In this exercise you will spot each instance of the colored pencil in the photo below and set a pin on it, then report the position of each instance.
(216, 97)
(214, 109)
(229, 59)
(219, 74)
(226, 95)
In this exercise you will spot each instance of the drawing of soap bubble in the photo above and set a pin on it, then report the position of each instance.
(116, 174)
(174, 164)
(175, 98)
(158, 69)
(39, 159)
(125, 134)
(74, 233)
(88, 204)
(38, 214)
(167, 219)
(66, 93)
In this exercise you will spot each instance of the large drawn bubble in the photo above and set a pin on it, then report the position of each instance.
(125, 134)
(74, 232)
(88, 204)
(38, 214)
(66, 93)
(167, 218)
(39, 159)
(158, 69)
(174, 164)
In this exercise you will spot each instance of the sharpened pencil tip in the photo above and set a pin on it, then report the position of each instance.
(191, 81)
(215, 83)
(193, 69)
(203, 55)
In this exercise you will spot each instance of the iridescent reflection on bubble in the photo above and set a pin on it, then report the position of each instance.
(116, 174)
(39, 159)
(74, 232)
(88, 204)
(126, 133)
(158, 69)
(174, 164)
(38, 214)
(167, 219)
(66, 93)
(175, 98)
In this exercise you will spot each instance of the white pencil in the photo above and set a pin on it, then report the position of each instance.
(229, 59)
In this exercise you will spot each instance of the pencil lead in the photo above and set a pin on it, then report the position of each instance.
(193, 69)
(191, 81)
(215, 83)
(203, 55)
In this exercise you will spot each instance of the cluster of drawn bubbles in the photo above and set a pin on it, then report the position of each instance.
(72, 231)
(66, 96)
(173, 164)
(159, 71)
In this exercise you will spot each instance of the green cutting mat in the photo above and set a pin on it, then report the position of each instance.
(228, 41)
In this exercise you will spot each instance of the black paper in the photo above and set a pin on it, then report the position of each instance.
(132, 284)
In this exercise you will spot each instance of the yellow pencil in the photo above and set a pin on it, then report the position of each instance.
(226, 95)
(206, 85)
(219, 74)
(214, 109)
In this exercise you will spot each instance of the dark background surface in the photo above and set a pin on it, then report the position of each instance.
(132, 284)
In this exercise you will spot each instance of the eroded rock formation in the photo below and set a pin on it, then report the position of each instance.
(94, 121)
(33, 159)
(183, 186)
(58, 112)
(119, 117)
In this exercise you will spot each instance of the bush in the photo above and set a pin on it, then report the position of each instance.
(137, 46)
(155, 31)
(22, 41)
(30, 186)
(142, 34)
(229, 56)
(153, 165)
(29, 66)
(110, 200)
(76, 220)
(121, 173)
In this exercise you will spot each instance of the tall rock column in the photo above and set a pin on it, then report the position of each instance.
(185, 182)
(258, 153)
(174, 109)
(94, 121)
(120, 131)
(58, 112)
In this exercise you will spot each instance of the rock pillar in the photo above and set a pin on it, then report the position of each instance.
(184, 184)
...
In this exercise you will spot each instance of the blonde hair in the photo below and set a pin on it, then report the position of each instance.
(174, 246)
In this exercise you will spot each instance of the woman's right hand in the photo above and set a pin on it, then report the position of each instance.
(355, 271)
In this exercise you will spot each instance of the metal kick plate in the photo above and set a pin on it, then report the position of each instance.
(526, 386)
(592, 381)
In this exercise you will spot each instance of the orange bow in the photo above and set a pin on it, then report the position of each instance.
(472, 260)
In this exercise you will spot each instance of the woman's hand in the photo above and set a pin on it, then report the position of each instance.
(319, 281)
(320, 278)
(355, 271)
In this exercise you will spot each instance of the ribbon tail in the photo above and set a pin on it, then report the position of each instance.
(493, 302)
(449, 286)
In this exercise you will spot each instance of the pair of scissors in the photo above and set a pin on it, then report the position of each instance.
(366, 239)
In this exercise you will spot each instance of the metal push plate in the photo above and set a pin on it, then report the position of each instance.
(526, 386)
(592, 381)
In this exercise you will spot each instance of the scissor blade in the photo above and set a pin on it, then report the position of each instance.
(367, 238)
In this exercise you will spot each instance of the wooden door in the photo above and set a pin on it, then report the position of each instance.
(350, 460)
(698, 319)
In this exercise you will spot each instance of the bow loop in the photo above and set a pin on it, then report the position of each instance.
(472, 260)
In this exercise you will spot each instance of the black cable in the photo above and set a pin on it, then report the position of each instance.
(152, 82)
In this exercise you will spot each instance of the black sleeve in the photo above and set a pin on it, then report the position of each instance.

### WHAT NEEDS TO BE DONE
List every line in the records above that contains the word "drawn", copying each of those lines in full.

### OUTPUT OF THE EXERCISE
In this exercise you will spot each instance of the large drawn bubble in the photo above and set a pin on it, then report the position of each instance.
In this exercise you will spot each instance of the cluster of drawn bubbles in the photo above and set a pin on it, then report the position of each instance.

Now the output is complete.